PROVIDED TEXT:
- - - - -

[whatwg] Security risks of persistent background content (Re: Installed Apps)

Aryeh Gregor Simetrical+w3c at gmail.com
Wed Jul 29 15:06:46 PDT 2009


On Wed, Jul 29, 2009 at 1:39 PM, Drew Wilson<atwilson at google.com> wrote:
> Agreed that this is a big deal, and is a problem I hadn't considered
> previously. I would assume that browser malware detection would blacklist
> these sites, but I hate to lean on some magical malware detection
> infrastructure too heavily. This seems like an issue that Apple and
> Microsoft have dealt with for years in their OS offerings - how do they
> handle this?

Why have they dealt with it?  We're talking about trying to break out
of a sandbox, by running code persistently in the sandbox until an
exploit is discovered and you can push out appropriate code to all
infected sandboxes.  I don't see any parallel situation for
general-purpose operating systems.  Not much is run sandboxed on
Windows or Mac.  If you get any unsandboxed code running, then your
exploit is finished.

- - - - -

[Natural-language descriptions of regions]
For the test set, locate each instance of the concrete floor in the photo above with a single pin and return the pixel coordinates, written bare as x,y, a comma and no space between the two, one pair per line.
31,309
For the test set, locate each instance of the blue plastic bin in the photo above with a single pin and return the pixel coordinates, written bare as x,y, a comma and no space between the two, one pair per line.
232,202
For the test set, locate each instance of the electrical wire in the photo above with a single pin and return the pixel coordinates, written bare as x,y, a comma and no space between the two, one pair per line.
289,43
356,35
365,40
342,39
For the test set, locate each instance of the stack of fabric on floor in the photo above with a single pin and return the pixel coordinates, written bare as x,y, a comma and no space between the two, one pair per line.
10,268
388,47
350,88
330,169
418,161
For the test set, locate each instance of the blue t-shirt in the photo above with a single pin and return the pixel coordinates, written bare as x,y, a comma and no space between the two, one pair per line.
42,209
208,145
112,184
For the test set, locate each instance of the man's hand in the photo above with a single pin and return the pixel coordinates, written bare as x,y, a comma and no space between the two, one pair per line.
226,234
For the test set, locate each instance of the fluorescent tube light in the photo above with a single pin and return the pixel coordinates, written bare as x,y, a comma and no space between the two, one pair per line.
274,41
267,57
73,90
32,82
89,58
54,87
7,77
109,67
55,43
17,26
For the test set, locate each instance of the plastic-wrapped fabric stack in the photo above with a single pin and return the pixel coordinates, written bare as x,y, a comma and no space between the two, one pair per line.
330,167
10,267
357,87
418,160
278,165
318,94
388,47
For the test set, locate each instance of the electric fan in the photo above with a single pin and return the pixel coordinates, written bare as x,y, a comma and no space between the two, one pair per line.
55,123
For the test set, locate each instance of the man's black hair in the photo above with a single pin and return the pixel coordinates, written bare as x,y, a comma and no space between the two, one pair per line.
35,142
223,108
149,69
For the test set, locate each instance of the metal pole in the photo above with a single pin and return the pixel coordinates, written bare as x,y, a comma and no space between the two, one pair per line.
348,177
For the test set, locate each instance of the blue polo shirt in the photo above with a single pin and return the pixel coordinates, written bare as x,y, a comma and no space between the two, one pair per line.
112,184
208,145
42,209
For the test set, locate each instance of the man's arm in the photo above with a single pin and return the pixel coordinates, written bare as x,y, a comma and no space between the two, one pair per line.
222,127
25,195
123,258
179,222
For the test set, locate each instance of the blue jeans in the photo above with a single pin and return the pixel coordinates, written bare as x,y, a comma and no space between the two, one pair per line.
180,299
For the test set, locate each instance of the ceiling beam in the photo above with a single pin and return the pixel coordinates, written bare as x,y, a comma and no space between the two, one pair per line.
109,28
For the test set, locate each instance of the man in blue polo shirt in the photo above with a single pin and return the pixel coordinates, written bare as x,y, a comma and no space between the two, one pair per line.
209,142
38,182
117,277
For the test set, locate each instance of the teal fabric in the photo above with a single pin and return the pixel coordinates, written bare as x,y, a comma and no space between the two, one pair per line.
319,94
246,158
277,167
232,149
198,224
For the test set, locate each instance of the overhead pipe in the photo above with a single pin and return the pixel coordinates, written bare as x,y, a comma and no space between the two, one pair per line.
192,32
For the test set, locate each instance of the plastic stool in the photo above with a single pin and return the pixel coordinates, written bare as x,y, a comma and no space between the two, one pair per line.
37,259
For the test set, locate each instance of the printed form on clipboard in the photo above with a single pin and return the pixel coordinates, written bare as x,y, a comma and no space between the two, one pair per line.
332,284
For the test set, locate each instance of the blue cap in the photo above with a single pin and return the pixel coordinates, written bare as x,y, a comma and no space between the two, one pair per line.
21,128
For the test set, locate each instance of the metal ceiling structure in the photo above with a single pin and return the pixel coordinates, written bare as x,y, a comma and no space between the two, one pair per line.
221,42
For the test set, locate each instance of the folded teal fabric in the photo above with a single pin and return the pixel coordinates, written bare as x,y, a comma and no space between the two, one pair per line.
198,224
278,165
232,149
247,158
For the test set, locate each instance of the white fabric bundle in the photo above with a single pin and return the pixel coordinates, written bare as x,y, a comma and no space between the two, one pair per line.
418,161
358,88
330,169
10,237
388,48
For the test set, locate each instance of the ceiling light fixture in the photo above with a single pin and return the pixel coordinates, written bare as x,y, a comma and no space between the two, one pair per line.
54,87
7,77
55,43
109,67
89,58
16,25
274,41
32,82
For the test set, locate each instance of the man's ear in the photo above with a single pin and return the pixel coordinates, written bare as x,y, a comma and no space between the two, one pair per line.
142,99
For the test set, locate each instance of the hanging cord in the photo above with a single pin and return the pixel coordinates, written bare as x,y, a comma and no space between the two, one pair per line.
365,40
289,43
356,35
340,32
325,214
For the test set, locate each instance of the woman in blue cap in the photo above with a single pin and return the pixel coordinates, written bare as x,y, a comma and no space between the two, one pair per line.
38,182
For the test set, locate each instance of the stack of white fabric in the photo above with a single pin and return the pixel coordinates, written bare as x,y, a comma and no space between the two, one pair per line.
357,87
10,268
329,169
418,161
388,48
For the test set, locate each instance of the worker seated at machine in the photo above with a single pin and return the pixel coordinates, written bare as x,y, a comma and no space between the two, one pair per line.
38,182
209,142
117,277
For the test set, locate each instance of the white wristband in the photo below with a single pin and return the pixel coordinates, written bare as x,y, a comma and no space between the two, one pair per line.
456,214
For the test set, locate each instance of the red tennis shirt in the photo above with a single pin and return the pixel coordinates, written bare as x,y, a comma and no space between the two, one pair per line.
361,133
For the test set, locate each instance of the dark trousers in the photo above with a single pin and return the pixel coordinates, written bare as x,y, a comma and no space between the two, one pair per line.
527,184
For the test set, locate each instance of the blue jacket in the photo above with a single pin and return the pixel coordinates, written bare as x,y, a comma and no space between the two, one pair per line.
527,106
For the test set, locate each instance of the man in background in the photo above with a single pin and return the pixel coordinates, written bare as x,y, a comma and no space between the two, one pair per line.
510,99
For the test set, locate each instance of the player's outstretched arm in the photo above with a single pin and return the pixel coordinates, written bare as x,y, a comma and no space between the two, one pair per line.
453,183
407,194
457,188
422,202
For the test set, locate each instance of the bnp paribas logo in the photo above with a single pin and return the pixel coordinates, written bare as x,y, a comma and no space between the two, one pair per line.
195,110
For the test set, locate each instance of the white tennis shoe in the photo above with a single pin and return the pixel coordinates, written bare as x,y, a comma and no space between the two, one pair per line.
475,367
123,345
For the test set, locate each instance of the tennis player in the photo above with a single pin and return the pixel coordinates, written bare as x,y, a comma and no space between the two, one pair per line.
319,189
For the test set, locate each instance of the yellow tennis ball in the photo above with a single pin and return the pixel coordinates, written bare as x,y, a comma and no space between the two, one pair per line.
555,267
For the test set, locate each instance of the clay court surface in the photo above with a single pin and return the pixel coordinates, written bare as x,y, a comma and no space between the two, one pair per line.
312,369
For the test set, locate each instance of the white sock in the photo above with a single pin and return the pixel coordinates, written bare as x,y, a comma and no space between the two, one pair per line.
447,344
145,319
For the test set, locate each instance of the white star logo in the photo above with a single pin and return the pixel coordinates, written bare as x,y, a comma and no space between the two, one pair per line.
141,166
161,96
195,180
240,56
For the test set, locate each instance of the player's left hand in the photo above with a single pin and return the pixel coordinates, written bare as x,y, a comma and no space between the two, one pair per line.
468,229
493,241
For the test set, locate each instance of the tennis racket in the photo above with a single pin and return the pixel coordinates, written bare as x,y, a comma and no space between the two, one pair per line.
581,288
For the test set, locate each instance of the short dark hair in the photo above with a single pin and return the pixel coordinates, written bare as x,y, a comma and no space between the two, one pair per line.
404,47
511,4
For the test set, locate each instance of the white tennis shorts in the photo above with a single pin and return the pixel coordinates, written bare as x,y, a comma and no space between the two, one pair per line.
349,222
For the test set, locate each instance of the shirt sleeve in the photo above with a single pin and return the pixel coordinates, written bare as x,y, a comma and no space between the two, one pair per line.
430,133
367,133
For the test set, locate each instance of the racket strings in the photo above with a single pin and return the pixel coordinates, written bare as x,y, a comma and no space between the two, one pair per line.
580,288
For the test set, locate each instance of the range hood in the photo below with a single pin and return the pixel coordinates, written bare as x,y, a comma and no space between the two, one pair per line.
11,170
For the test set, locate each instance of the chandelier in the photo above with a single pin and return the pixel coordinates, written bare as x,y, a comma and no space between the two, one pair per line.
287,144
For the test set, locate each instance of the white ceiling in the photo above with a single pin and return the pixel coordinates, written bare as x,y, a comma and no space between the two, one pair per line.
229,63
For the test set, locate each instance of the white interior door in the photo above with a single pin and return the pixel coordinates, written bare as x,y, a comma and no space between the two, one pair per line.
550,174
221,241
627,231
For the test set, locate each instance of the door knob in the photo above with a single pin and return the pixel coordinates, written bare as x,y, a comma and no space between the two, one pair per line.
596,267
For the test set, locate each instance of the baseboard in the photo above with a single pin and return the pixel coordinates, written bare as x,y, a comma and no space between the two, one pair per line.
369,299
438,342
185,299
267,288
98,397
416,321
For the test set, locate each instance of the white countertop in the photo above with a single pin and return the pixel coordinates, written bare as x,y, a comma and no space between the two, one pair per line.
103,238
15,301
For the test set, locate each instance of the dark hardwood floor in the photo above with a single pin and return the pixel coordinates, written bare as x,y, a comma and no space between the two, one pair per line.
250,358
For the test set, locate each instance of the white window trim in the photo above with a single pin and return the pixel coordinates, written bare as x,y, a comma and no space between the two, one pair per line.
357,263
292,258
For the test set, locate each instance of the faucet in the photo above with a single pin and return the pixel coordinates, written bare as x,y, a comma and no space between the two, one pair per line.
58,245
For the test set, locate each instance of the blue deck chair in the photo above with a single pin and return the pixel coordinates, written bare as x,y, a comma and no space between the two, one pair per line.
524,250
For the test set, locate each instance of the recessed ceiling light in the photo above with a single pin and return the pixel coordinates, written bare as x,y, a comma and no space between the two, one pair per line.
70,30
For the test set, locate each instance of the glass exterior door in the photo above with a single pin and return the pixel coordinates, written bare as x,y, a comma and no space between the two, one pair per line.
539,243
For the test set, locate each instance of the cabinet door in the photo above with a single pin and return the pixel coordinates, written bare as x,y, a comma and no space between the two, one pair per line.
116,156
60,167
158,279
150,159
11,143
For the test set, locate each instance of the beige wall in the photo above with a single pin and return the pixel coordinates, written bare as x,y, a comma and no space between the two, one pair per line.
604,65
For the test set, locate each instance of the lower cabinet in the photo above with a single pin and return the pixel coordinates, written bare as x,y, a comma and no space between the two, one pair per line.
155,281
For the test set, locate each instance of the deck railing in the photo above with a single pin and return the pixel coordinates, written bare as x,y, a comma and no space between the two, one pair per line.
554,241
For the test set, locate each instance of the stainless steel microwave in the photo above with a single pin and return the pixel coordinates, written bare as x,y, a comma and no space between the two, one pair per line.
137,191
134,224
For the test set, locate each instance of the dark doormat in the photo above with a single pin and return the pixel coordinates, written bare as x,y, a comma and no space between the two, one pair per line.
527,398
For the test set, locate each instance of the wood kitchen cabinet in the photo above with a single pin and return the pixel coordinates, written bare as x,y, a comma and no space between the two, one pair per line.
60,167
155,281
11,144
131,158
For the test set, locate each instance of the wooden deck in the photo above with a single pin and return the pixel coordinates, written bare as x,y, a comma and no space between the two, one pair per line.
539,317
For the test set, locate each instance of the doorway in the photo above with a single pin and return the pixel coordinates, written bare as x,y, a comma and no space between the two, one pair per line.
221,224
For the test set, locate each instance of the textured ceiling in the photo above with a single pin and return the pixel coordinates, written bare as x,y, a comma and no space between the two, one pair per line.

- - - - -

TASKS AND EXERCISES:
**a.** Answer these questions about the mailing-list post on security risks of persistent background content:
(i) What date and time does the post give for its sending?
(ii) Which two companies does Drew Wilson name as having dealt with this issue in their OS offerings?
(iii) According to the reply, what happens once any unsandboxed code gets running?
**b.** Reproduce the part of the mailing-list post on persistent background content starting with "Why have they" and going on through "exploit is finished.".
**c.** Carry on the mailing-list post about security risks of persistent background content from its final sentence.

EXPECTED RESPONSES:
**a.**
(i) Wed Jul 29 15:06:46 PDT 2009
(ii) Apple and Microsoft
(iii) The exploit is finished.

**b.**
Why have they dealt with it?  We're talking about trying to break out
of a sandbox, by running code persistently in the sandbox until an
exploit is discovered and you can push out appropriate code to all
infected sandboxes.  I don't see any parallel situation for
general-purpose operating systems.  Not much is run sandboxed on
Windows or Mac.  If you get any unsandboxed code running, then your
exploit is finished.

**c.**
Theoretically someone could get unprivileged code running on a normal
OS, then wait for a privilege escalation exploit to come along and get
root access then.  But it's rare that a hacker will care about getting
administrative access.  With user-level access you can still steal
private data (probably all of it on a single-user machine) and use
pretty much any system resources you like.  The only thing
unprivileged access won't give you is the ability to freely interfere
with other users on the machine -- it doesn't stop you from joining a
botnet.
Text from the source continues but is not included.